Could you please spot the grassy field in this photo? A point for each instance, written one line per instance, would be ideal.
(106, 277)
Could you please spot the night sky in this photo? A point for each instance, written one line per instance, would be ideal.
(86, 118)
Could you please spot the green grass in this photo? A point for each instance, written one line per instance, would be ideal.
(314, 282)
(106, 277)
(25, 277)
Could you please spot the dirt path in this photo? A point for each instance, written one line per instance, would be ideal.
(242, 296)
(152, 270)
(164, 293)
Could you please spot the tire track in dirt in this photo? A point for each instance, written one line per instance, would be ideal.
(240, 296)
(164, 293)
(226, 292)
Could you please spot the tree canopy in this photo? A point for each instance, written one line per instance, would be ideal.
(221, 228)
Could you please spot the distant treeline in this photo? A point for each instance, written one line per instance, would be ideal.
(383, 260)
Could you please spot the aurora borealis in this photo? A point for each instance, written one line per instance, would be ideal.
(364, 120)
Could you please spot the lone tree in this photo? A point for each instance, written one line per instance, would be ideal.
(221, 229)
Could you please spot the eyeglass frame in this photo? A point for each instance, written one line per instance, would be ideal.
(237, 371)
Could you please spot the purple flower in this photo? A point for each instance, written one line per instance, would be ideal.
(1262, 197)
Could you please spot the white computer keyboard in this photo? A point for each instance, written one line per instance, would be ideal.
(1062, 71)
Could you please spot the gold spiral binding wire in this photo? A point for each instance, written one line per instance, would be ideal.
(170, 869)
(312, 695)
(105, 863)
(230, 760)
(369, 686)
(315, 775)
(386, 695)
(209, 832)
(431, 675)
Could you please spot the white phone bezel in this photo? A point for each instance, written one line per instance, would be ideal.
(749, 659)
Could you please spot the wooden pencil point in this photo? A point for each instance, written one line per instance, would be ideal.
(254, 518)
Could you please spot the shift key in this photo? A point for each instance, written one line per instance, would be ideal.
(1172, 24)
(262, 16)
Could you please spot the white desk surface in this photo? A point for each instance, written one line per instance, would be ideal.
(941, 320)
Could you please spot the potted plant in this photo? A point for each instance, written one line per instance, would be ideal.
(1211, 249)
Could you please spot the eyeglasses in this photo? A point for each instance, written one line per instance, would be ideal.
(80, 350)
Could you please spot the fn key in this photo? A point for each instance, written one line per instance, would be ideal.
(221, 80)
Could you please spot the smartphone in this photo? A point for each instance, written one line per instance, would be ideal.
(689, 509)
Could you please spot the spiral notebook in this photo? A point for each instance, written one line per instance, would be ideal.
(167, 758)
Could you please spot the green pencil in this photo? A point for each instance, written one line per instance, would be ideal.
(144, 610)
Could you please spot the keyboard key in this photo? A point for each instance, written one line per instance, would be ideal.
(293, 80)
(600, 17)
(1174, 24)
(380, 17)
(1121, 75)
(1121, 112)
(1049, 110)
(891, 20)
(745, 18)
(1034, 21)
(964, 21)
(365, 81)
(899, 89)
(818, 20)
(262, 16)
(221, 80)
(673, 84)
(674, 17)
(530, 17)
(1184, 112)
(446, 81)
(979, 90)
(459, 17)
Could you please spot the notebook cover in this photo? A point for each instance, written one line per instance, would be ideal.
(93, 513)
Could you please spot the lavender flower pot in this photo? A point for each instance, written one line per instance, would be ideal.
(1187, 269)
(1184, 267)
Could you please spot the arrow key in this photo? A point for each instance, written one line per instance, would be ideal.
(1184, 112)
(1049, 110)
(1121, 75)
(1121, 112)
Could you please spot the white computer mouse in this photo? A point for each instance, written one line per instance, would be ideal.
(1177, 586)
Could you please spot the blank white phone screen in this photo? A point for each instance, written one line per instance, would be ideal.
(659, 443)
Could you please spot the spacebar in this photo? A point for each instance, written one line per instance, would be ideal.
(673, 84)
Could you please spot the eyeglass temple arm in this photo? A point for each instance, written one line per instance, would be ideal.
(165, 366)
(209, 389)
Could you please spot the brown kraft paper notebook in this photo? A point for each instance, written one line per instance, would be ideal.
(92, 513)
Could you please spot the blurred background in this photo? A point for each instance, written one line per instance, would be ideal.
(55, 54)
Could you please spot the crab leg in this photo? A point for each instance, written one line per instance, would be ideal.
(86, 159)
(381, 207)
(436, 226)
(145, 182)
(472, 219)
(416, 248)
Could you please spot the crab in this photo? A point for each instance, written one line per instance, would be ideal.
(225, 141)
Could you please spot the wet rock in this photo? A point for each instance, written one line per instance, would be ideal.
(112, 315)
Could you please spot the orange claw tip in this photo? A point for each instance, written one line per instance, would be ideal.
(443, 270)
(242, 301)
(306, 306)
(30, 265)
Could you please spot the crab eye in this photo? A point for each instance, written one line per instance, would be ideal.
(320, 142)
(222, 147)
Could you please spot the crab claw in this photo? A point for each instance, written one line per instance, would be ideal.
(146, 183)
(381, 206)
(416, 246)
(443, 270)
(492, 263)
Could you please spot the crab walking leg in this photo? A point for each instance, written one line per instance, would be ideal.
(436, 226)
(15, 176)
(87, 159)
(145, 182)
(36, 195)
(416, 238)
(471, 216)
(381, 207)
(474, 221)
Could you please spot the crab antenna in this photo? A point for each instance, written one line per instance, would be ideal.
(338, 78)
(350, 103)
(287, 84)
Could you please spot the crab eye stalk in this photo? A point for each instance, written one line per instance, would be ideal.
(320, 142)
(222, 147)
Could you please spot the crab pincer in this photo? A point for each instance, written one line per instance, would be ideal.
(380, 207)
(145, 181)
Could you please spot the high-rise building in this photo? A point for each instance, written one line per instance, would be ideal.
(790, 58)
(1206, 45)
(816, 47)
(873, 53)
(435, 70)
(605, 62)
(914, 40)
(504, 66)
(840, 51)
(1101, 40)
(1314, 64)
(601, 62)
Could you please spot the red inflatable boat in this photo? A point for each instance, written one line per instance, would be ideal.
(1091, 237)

• **What to work on**
Retype the material in full, character for character.

• **Expected answer**
Could you please spot the grassy field in this photo? A point for each instance, written one line per instance, would be ideal.
(106, 277)
Could you please spot the night sky in this photo? A point for each instance, written one line per instance, would be ideal.
(86, 118)
Could you please spot the green grass in this photo? A point for each instance, written one line per instance, would be ideal.
(314, 282)
(106, 277)
(25, 277)
Could you please spot the dirt path in this photo? A point for each instance, written one line per instance, would be ideal.
(242, 296)
(152, 270)
(164, 293)
Could you please spot the tire track in dirt in this photo? A point for each instance, written one line per instance, would be ideal.
(240, 296)
(164, 293)
(226, 292)
Could you please spot the tree canopy in this photo? A point for each instance, written one line per instance, would be ideal.
(221, 228)
Could you please spot the distant treeline in this photo? A point for each instance, written one line per instance, would be ideal.
(383, 260)
Could you please spot the aurora borealis in this photo? A point for each instance, written one line per instance, would be ideal.
(364, 120)
Could you please spot the lone tree in this photo? A point for each instance, written one line per instance, would be ideal.
(221, 229)
Could you please spot the eyeglass frame in this photo? A point for each instance, written one line per instance, would be ideal.
(237, 371)
Could you please spot the purple flower in this photo? A point for each instance, written one line per instance, would be ideal.
(1262, 197)
Could you please spot the white computer keyboard in this photo? A point for each instance, written one line per instance, would be ideal.
(1062, 71)
Could you please spot the gold spiral binding wire in this photo? A point for each instance, written one line per instance, would be ideal.
(170, 869)
(312, 695)
(105, 863)
(230, 760)
(369, 686)
(315, 775)
(386, 695)
(209, 832)
(431, 675)
Could you please spot the white phone bezel in this photo? A point for each instance, written one line per instance, would be ideal.
(749, 659)
Could you please spot the wooden pencil point in this photo? A point for each instance, written one line per instance, would be ideal.
(254, 518)
Could you please spot the shift key in this photo? A point for each instance, written one line per instance, would be ideal.
(1172, 24)
(262, 16)
Could you please spot the white desk surface in this photo? A point for each instance, written one line per instance, would be ideal.
(941, 320)
Could you please spot the potted plant in this photo? A point for each instance, written one line per instance, would be ideal.
(1211, 249)
Could you please spot the eyeglasses in this photo? A point for each instance, written one line per instance, would be ideal.
(80, 350)
Could you please spot the fn key in this photo? A point for each instance, written one line per instance, would be ideal.
(221, 80)
Could you please spot the smartphone in this photo? A point for each instance, written one line per instance, would be ideal.
(689, 509)
Could you please spot the spiral notebook in this photo? A point for each instance, written one line per instance, would be ideal.
(167, 758)
Could you please spot the green pencil in this photo? A point for each instance, written one line per instance, would be ideal.
(144, 610)
Could you please spot the keyboard key in this photo? A point for each instance, written one line per instance, would be ideal.
(293, 80)
(600, 17)
(1174, 24)
(380, 17)
(1121, 75)
(1121, 112)
(1049, 110)
(891, 20)
(745, 18)
(1034, 21)
(964, 21)
(365, 81)
(899, 89)
(818, 20)
(262, 16)
(221, 80)
(673, 84)
(674, 17)
(530, 17)
(1184, 112)
(446, 81)
(979, 90)
(459, 17)
Could you please spot the notebook cover in this photo? A point for each instance, written one line per instance, would be ideal.
(93, 513)
Could you please spot the lavender flower pot in this photo? A point for each instance, written one line per instance, would be ideal.
(1187, 269)
(1184, 267)
Could you please spot the arrow key in this photo? A point for each instance, written one line per instance, would be ideal.
(1184, 112)
(1049, 110)
(1121, 75)
(1121, 112)
Could you please spot the white computer mouse in this photo? A point for each instance, written one line per instance, would be ideal.
(1177, 586)
Could you please spot the blank white phone screen in this photo? A point for each instance, written one line per instance, would be ideal.
(659, 443)
Could you please spot the spacebar in this photo? A point for each instance, written one line per instance, would be ideal.
(673, 84)
Could you please spot the eyeglass temple arm in this photo? A point for each instance, written one line per instance, would be ideal.
(165, 366)
(209, 389)
Could you please spot the brown kraft paper notebook in this photo? A point for each instance, written one line per instance, would be ideal.
(92, 513)
Could you please spot the blurred background in this photo? A point for each instance, written one line per instance, would be ideal.
(55, 54)
Could you please spot the crab leg in this photo? A point for each instance, written one line per instance, would be ideal.
(86, 159)
(381, 207)
(436, 226)
(145, 182)
(472, 219)
(416, 248)
Could you please spot the crab in this photo? A point for each instance, written one line per instance, would be ideal.
(225, 141)
Could you please spot the wet rock in this photo? A point for each instance, written one line per instance, would be ideal.
(112, 315)
Could you please spot the orange claw tip in this photo? A point for each instance, written one line per instance, would be ideal.
(443, 270)
(242, 301)
(306, 306)
(30, 265)
Could you please spot the crab eye in this photo? A point for each instance, written one line per instance, would be ideal.
(320, 142)
(222, 147)
Could you please spot the crab claw in this photo? A point for each instance, written one line per instance, would be ideal.
(146, 183)
(381, 206)
(416, 246)
(443, 270)
(492, 263)
Could you please spot the crab walking leg in this photo? A point for each instance, written one line per instance, would be ideal.
(436, 226)
(15, 176)
(87, 159)
(145, 182)
(36, 195)
(416, 238)
(471, 216)
(381, 207)
(474, 221)
Could you please spot the crab antenna in this photo? A point for each instance, written one line per instance, would be ideal.
(338, 78)
(350, 103)
(287, 84)
Could you please spot the crab eye stalk in this photo? A point for each instance, written one line per instance, would be ideal.
(320, 142)
(222, 147)
Could you please spot the crab pincer in this photo? A point for each instance, written one line per instance, would be ideal.
(380, 207)
(145, 181)
Could you please spot the high-rise building in this photo? A point for each instance, written one line per instance, would be ideal.
(790, 58)
(1206, 45)
(816, 47)
(873, 53)
(435, 70)
(605, 62)
(914, 40)
(504, 66)
(840, 51)
(1101, 40)
(1314, 64)
(601, 62)
Could you please spot the red inflatable boat in this photo? A point for each instance, written one line per instance, would be ideal.
(1091, 237)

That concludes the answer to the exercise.